### EXCERPT TO READ

To start, we'll work with a Random Forest. This is the most well-known of the Decision Forest training algorithms.

A Random Forest is a collection of decision trees, each trained independently on a random subset of the training dataset (sampled with replacement). The algorithm is unique in that it is robust to overfitting, and easy to use.

We can list the all the available models in TensorFlow Decision Forests using the following code:

In [None]:
tfdf.keras.get_all_models()

In [None]:
rf = tfdf.keras.RandomForestModel(hyperparameter_template="benchmark_rank1", task=tfdf.keras.Task.REGRESSION)

In [None]:
rf = tfdf.keras.RandomForestModel(task = tfdf.keras.Task.REGRESSION)
rf.compile(metrics=["mse"]) # Optional, you can use this to include a list of eval metrics

In [None]:
rf.fit(x=train_ds)

In [None]:
tfdf.model_plotter.plot_model_in_colab(rf, tree_idx=0, max_depth=3)

In [None]:

logs = rf.make_inspector().training_logs()
plt.plot([log.num_trees for log in logs], [log.evaluation.rmse for log in logs])
plt.xlabel("Number of trees")
plt.ylabel("RMSE (out-of-bag)")
plt.show()

In [None]:
inspector = rf.make_inspector()
inspector.evaluation()

In [None]:
evaluation = rf.evaluate(x=valid_ds,return_dict=True)

for name, value in evaluation.items():
  print(f"{name}: {value:.4f}")

In [None]:
print(f"Available variable importances:")
for importance in inspector.variable_importances().keys():
  print("\t", importance)

In [None]:
inspector.variable_importances()["NUM_AS_ROOT"]

In [None]:
plt.figure(figsize=(12, 4))

# Mean decrease in AUC of the class 1 vs the others.
variable_importance_metric = "NUM_AS_ROOT"
variable_importances = inspector.variable_importances()[variable_importance_metric]

# Extract the feature name and importance values.
#
# `variable_importances` is a list of <feature, importance> tuples.

### SOURCE EXCERPT

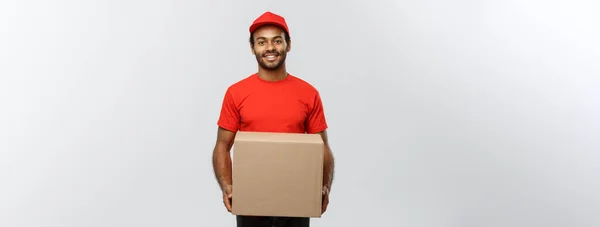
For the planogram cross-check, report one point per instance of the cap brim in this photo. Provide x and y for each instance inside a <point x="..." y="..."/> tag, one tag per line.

### TASKS
**A)** Translate this sentence from the Random Forest excerpt into Spanish: "A Random Forest is a collection of decision trees, each trained independently on a random subset of the training dataset (sampled with replacement)."
**B)** Extend the Random Forest excerpt onward from its final line.

### EXPECTED ANSWERS
**A)** Un Random Forest es una colección de árboles de decisión, cada uno entrenado de forma independiente sobre un subconjunto aleatorio del conjunto de datos de entrenamiento (muestreado con reemplazo).

**B)**
feature_names = [vi[0].name for vi in variable_importances]
feature_importances = [vi[1] for vi in variable_importances]
# The feature are ordered in decreasing importance value.
feature_ranks = range(len(feature_names))

bar = plt.barh(feature_ranks, feature_importances, label=[str(x) for x in feature_ranks])
plt.yticks(feature_ranks, feature_names)
plt.gca().invert_yaxis()

# TODO: Replace with "plt.bar_label()" when available.
# Label each bar with values
for importance, patch in zip(feature_importances, bar.patches):
  plt.text(patch.get_x() + patch.get_width(), patch.get_y(), f"{importance:.4f}", va="top")

plt.xlabel(variable_importance_metric)
plt.title("NUM AS ROOT of the class 1 vs the others")
plt.tight_layout()
plt.show()

In [None]:
ids = test_data.pop('Id')

test_ds = tfdf.keras.pd_dataframe_to_tf_dataset(
    test_data,
    task = tfdf.keras.Task.REGRESSION)

preds = rf.predict(test_ds)
output = pd.DataFrame({'Id': ids,
                       'SalePrice': preds.squeeze()})

output.head()

In [None]:
sample_submission_df = pd.read_csv('data/house-prices-advanced-regression-techniques/sample_submission.csv')
sample_submission_df['SalePrice'] = rf.predict(test_ds)
# sample_submission_df.to_csv('/kaggle/working/submission.csv', index=False)
sample_submission_df.head()